> **Exercise tasks**:
1 - Reproduce the passage about Marzi and Maryam's imprisonment in Iran word for word, between "Eventually, they were" and "renouncing their faith.", inclusive.
2 - Write the next part of the account of Marzi and Maryam's imprisonment in Iran, picking up after its final sentence.
#### Given text
Eventually, Marzi accepted an offer to study Christianity in Istanbul, Turkey. While there, she met and became friends with another Iranian, Maryam Rostampour. After completing course work, both returned to Tehran, where the pair began a covert operation of distributing Farsi-language Christian scriptures throughout the city. Systematically covering the metropolitan districts, usually at night, they left approximately 20,000 copies in mailboxes in the very heart of the Islamic Republic.
Three years later, in March 2009, Marzi and Maryam were arrested. Interrogated for hours on end, threatened with the prospect of bloody beatings, the women expected torture. Although not beaten, initial conditions were abysmal.
“Since we had no beds, we slept on the freezing, filthy, bare floor with only urine-soaked blankets for cover. Cells were locked from 8 p.m. until the next morning. If a prisoner had to relieve herself, the only choice was to do so in the cell. The only drinking water came from horrible restrooms with backed-up toilets and toxic waste everywhere, including feces and used sanitary pads. Prisoners were fed like animals from a dirty pot on the floor, without any utensils,” she recounted.
Eventually, they were transferred to Iran’s notorious Evin Prison in northern Tehran. Built in 1972, the facility specializes in the imprisonment of political prisoners. With a population of at least 15,000, many are incarcerated for years waiting for a sentence or release. Execution by hanging is the fate of some.
During what seemed like an endless 259 days, Marzi and Maryam endured ruthless interrogations, along with living conditions that ruined their health. Although never officially sentenced in a court, both were told they had been found guilty of apostasy and were subject to death. Throughout their eight-plus months of imprisonment, the threat of capital punishment was unrelenting. In fact, a number of prisoners they came to know were executed by hanging.
There were, however, offers for release. All they had to do is sign a statement renouncing their faith.
The reality in Iran, Marzi said, is that “many of the religious mullahs who serve as judges know very little about law but a great deal about how to satisfy themselves at the expense of the people who appear before them in court. They expect as a matter of course that men will give them money and that women will give them sex to move their cases along to a favorable conclusion. No money or sex means no action on your case.”
########
#### Data for review
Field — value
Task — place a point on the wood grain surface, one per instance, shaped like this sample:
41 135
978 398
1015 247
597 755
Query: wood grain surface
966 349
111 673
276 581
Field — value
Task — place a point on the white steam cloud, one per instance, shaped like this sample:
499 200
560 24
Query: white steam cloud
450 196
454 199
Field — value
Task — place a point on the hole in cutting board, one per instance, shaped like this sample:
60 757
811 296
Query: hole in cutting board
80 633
########
#### Data for review
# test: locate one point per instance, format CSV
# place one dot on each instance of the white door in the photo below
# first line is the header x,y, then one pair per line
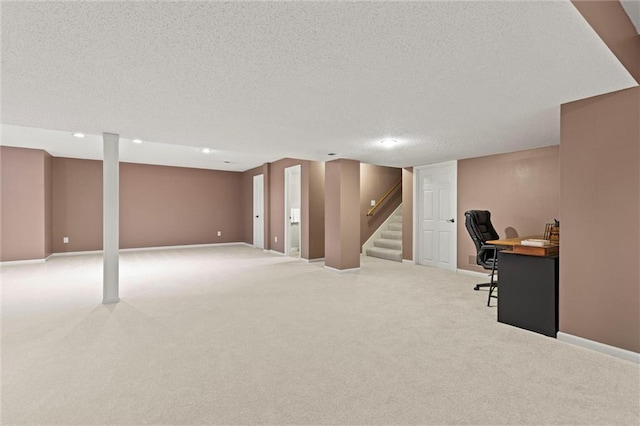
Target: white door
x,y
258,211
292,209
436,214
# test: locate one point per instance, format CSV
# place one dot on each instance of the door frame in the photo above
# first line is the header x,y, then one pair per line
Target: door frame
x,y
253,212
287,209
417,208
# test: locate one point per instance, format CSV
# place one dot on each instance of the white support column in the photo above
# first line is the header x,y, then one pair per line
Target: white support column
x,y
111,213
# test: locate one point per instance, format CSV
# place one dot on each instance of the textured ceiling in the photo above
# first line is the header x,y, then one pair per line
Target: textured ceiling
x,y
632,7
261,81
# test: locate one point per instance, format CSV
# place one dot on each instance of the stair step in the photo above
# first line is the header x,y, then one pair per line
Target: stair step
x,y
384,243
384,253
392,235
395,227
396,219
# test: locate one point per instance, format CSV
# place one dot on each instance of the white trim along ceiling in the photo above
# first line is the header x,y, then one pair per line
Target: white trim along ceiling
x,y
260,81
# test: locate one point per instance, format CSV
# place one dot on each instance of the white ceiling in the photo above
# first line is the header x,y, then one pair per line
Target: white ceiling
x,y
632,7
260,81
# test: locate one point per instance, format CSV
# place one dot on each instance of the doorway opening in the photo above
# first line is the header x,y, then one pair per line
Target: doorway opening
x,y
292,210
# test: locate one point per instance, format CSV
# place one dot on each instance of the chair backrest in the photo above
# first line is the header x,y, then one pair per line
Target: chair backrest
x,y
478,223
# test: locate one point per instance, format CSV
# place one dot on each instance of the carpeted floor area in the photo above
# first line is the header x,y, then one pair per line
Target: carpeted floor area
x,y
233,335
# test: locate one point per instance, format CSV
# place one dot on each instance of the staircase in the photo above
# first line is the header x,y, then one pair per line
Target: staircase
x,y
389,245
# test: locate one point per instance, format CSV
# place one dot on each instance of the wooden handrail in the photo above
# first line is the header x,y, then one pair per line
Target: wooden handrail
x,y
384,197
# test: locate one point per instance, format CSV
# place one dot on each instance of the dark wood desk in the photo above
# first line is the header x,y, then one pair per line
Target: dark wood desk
########
> **Your responses**:
1 -
Eventually, they were transferred to Iran’s notorious Evin Prison in northern Tehran. Built in 1972, the facility specializes in the imprisonment of political prisoners. With a population of at least 15,000, many are incarcerated for years waiting for a sentence or release. Execution by hanging is the fate of some.
During what seemed like an endless 259 days, Marzi and Maryam endured ruthless interrogations, along with living conditions that ruined their health. Although never officially sentenced in a court, both were told they had been found guilty of apostasy and were subject to death. Throughout their eight-plus months of imprisonment, the threat of capital punishment was unrelenting. In fact, a number of prisoners they came to know were executed by hanging.
There were, however, offers for release. All they had to do is sign a statement renouncing their faith.

2 -
Due to international pressure, the authorities finally relented, releasing the women on November 18, 2009. Both were granted refugee status in the United States, where they became citizens.
During the last 14 years, Marzi and Maryam have earned degrees, written books, and told their stories in countless venues. Together they wrote Captive in Iran: A Remarkable True Story of Hope and Triumph amid the Horror of Tehran’s Brutal Evin Prison, published in 2013. Nine years later, in 2022, Marzi self-published a memoir titled A Love Journey with God: From Pain to Love, Captivity to Freedom, Iran to the US. Both books dive deep into the events at Evin Prison on the one hand, and Marzi’s life story on the other.
One day, several months ago, when “God told me to do so,” Marzi said, she booked a ticket to visit Israel. Coming on her own, her objective was to visit the place where her faith originated.
“I really have had no direct experience with Jews,” she said. “Growing up, they were demonized by the mullahs, portrayed as monsters.”
During her visit, she was the guest in an observant home for Shabbat, an experience she found to be profound. Her host, Jonathan Feldstein, introduced her to several media outlets with which she was interviewed.
Meeting with her only a day before her return to the US, I asked, “What do you think about Israel and Jews now?”
“Both mark the origins of my faith,” she replied. “Israel feels like home.” ■
Brian Schrauger is an American journalist living in Israel.